- _HOW TO COMPLETE THIS TASK_: Down to the last line, print the material below verbatim.

- _SOURCE RECORDS_:
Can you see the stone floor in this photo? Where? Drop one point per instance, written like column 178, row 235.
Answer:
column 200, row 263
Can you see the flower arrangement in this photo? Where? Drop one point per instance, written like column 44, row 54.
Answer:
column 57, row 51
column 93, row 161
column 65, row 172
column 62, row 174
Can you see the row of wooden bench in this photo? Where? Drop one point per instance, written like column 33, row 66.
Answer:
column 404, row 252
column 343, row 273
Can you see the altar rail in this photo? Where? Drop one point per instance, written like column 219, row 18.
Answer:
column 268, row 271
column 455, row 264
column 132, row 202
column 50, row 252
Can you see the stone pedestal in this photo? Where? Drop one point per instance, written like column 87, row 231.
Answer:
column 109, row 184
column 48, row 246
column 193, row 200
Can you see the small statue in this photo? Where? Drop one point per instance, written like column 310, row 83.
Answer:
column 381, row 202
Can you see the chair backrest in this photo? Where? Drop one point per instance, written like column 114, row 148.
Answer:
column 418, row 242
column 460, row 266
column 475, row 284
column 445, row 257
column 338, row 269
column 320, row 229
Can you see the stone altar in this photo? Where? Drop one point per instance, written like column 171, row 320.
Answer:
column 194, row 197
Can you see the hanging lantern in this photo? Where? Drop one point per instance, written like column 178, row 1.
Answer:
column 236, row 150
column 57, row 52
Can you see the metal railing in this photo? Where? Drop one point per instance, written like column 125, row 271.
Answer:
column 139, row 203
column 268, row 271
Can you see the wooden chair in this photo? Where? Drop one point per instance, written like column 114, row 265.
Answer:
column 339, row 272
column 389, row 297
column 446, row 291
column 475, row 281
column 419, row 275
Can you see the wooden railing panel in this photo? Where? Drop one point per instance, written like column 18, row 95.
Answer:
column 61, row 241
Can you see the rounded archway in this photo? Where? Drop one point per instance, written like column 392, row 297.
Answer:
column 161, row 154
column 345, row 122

- _TASK RESPONSE_:
Can you see the stone floor in this photo? Where? Drop one point per instance, written like column 178, row 235.
Answer:
column 200, row 263
Can you see the flower arrangement in this photo? Where? Drop one point per instance, written like column 44, row 54.
Answer:
column 57, row 51
column 93, row 161
column 65, row 172
column 62, row 174
Can you see the row of wooden bench in this photo? Where? Drop one point per instance, written like column 33, row 66.
Answer:
column 404, row 252
column 343, row 273
Can you see the altar rail in this photo? Where? Drop one point per instance, written like column 219, row 18.
Answer:
column 268, row 271
column 455, row 264
column 132, row 202
column 50, row 252
Can you see the stone pedestal in this photo? Where? Drop one point per instance, written like column 87, row 231.
Answer:
column 109, row 184
column 48, row 246
column 193, row 200
Can you see the small statue in this photo? Where? Drop one point per instance, written like column 310, row 83.
Answer:
column 381, row 202
Can you see the chair backrest in this photo? Where? Drop one point per instance, written like column 114, row 148.
Answer:
column 418, row 242
column 460, row 266
column 475, row 284
column 445, row 257
column 338, row 269
column 320, row 229
Can you see the stone altar in this photo? Where? Drop one point per instance, written like column 171, row 320.
Answer:
column 194, row 197
Can you see the hanging lantern in this photo? Where? Drop one point per instance, written like column 178, row 1.
Answer:
column 236, row 150
column 57, row 52
Can you see the metal railing in this photo? Where? Drop one point per instance, written like column 125, row 271.
Answer:
column 139, row 203
column 268, row 271
Can you see the wooden chair in this photo? Where? Drop one point per instance, written like column 114, row 265.
Answer:
column 339, row 272
column 389, row 297
column 446, row 291
column 475, row 281
column 419, row 275
Can you see the wooden railing panel in this photo? Where? Drop one point per instance, written like column 18, row 95.
Answer:
column 61, row 241
Can you see the rounded archway in this photo? Where? Drop one point per instance, written like column 392, row 297.
Answer:
column 161, row 154
column 345, row 122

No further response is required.